Quality Car Wash v. Cox
Decision Date | 18 November 1981 |
Citation | 438 A.2d 1243 |
Parties | QUALITY CAR WASH and the Home Insurance Company, Employer-Appellant, v. Ronald COX, Employee-Appellee. |
Court | Delaware Superior Court |
Appeal from a decision of the Industrial Accident Board. Reversed.
Carl Schnee (argued), and Susan C. Del Pesco, Wilmington, for employer-appellant.
Arthur Inden and C. Vincent Scheel (argued), Wilmington, for employee-appellee.
This is an appeal by the employer from an award of workmen's compensation benefits.
The claimant was struck by a car while crossing a public road. He was walking toward his car, which was parked in the parking lot of a shopping center across the road from the employer's car wash. Although he had just attended the employer's Christmas party, which is customarily held toward the end of the work day on December 24, the Board found that this has no significance, and neither party appeals from that finding. We may therefore say that the claimant was leaving work. The store in the shopping center nearest to the road was formerly a supermarket but had been vacant for several years. The shopping center parking lot is paved. There was also a parking lot next to the car wash. Although the land is not owned by the employer, it is maintained by the employer as a parking lot for employees. The car wash parking lot is unpaved, although the employer has improved it with gravel. Some employees park in that part of the shopping center lot that is directly across the road from the car wash instead of in the car wash lot.
The applicable section of the statute, 19 Del.C. § 2301(14)a. says as follows:
As to employees having a fixed place of work, the generally accepted rule is that injuries occurring while they are going to and from work are compensable if they occur on the employer's premises, but are not compensable if they occur off the premises. 1 Larson's Workmen's Compensation Law § 15.10. Considering the widespread acceptance of the premises rule and the language of the Delaware statute, the Board correctly assumed that the rule applies in Delaware, even though there has been no reported opinion adopting it.
The premises rule is subject to several exceptions. The two possible exceptions in this case are: (1) injuries sustained while the employee travels along or across a public road between two parts of his employer's premises are compensable, and (2) injuries sustained as a result of a special hazard encountered while traveling the normal route to and from work are compensable.
When an employee is injured while traveling between two parts of the employer's premises, courts sometimes refer to the off-premises place of injury as a "special hazard." This can make it unclear whether compensability is based on one or both exceptions. See, for example, the two cases most relied on by the claimant, Goff v. Farmers Union Accounting Service, Inc., Minn.Supr., 308 Minn. 440, 241 N.W.2d 315 (1976), and Wiley Mfg. Co. v. Wilson, 280 Md. 200, 373 A.2d 613 (1977), the latter being the only case cited by the Board. The Board concluded, with one member dissenting, that "the defendant exercised control of the paved lot in such a way as to make it part of defendant's premises" and that the "highway posed a special hazard to those employees who made use of the paved lot." It thus appears that the Board found that both exceptions apply in this case. In the interest of clarity, I will discuss them separately.

(Records from a point-labeling set)
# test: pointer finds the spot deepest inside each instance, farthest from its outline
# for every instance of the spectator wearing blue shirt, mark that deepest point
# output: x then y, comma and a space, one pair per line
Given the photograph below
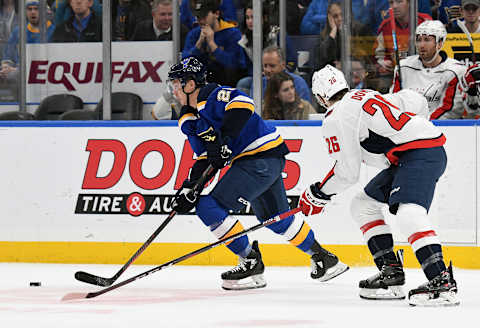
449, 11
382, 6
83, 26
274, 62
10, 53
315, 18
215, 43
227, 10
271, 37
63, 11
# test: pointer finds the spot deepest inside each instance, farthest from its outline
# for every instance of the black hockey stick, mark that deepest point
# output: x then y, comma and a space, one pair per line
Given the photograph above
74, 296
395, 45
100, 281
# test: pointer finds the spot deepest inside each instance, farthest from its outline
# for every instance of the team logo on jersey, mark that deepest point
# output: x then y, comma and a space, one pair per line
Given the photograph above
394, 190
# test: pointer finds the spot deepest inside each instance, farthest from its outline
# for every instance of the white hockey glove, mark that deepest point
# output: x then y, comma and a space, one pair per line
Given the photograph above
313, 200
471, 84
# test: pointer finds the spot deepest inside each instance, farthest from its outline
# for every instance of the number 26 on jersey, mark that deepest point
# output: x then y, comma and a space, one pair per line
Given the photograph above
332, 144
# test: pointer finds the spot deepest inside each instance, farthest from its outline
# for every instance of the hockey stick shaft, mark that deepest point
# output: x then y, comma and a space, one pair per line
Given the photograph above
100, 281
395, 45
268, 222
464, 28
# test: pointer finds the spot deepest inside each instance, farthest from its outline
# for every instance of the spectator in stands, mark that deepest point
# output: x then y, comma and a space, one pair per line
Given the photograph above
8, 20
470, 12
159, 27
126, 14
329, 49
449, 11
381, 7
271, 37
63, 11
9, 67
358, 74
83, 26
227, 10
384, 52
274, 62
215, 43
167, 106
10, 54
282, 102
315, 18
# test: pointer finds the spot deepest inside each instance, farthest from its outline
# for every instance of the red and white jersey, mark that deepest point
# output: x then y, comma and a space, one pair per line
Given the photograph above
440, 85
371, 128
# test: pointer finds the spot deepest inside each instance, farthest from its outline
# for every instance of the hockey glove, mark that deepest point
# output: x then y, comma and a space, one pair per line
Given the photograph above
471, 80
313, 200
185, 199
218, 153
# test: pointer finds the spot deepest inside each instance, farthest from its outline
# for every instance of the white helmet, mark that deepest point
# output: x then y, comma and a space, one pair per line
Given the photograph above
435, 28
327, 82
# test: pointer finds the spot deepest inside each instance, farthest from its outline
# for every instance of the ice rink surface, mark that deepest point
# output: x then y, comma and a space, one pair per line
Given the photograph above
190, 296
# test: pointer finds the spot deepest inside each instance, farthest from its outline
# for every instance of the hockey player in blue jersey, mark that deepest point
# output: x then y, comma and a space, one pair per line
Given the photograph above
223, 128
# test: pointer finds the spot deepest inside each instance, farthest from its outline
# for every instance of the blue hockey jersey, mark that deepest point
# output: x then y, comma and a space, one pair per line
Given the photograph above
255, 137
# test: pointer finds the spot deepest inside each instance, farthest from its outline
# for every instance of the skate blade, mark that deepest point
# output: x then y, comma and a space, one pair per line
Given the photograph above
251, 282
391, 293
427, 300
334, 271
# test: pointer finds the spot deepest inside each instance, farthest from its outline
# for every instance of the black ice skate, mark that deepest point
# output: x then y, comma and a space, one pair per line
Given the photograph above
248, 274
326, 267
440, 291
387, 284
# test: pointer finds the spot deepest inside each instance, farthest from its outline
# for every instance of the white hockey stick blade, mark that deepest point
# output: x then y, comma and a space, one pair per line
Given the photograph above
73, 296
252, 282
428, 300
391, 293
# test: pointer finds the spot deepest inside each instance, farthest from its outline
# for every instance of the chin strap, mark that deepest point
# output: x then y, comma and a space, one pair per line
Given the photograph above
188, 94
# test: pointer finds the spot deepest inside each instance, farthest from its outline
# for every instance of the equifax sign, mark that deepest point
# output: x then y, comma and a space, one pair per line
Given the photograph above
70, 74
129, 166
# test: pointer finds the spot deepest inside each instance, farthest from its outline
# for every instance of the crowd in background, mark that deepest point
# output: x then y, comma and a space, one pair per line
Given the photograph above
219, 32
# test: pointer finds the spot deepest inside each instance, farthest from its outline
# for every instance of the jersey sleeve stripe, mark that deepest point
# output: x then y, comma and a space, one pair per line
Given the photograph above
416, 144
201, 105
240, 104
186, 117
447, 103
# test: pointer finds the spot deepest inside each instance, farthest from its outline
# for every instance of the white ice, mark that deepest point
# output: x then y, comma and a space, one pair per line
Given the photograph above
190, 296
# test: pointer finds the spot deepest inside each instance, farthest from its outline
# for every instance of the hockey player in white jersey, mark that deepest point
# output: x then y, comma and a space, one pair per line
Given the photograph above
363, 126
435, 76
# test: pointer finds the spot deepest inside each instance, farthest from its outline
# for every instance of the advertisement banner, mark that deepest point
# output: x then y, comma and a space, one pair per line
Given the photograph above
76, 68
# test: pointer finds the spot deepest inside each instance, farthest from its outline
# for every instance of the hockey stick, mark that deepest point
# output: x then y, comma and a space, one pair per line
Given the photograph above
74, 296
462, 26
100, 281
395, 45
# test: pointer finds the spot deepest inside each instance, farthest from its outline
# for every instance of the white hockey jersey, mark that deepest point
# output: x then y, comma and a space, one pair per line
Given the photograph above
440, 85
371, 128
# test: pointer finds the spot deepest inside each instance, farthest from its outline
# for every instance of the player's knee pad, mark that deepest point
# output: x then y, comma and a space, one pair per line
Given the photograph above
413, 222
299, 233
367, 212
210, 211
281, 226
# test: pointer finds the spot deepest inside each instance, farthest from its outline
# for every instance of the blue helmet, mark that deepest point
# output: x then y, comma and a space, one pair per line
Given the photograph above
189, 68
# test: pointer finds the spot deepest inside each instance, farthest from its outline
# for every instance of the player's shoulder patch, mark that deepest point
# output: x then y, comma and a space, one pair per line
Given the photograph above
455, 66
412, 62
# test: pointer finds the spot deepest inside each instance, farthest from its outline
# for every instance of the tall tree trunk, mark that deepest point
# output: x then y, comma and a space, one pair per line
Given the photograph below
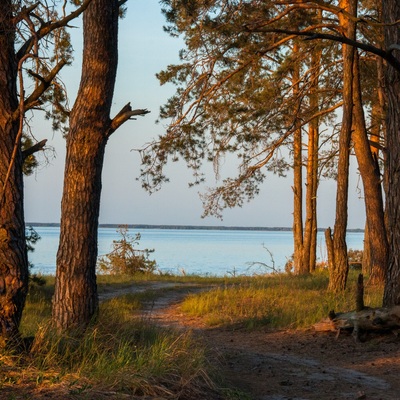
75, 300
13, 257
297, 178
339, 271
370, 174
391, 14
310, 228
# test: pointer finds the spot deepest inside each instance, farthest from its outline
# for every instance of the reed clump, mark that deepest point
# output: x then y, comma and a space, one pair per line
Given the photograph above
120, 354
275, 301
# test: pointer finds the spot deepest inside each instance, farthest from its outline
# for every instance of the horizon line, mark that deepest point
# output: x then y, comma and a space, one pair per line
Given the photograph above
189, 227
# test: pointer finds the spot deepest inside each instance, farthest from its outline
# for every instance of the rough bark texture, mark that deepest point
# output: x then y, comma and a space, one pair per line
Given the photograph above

▶ [Exercise set]:
1. Translate this sentence from the court opinion into Spanish: "The shopping center parking lot is paved."
2. Please reproduce the passage of the court opinion that begins with the words "The premises rule is" and ends with "work are compensable.".

▶ [The responses]:
1. El estacionamiento del centro comercial está pavimentado.

2.
The premises rule is subject to several exceptions. The two possible exceptions in this case are: (1) injuries sustained while the employee travels along or across a public road between two parts of his employer's premises are compensable, and (2) injuries sustained as a result of a special hazard encountered while traveling the normal route to and from work are compensable.